* _Task data_
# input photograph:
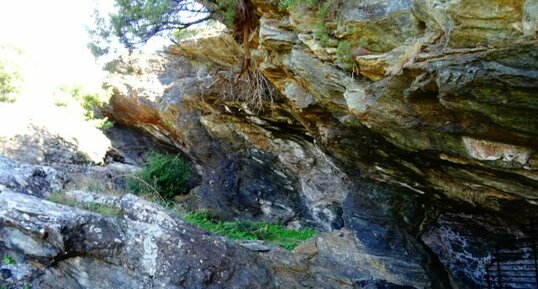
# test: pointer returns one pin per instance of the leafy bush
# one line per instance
(245, 230)
(322, 8)
(162, 174)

* _Given instruction_
Rewrite every line of the records above, requests included. Multiply each coordinate in the answers by 0.95, round to whole numbers with halves going up, and leave the pictures out.

* _Task output_
# input photograph:
# test: pointer returns one pin per instance of the leafy bush
# one line per instance
(233, 219)
(306, 8)
(154, 165)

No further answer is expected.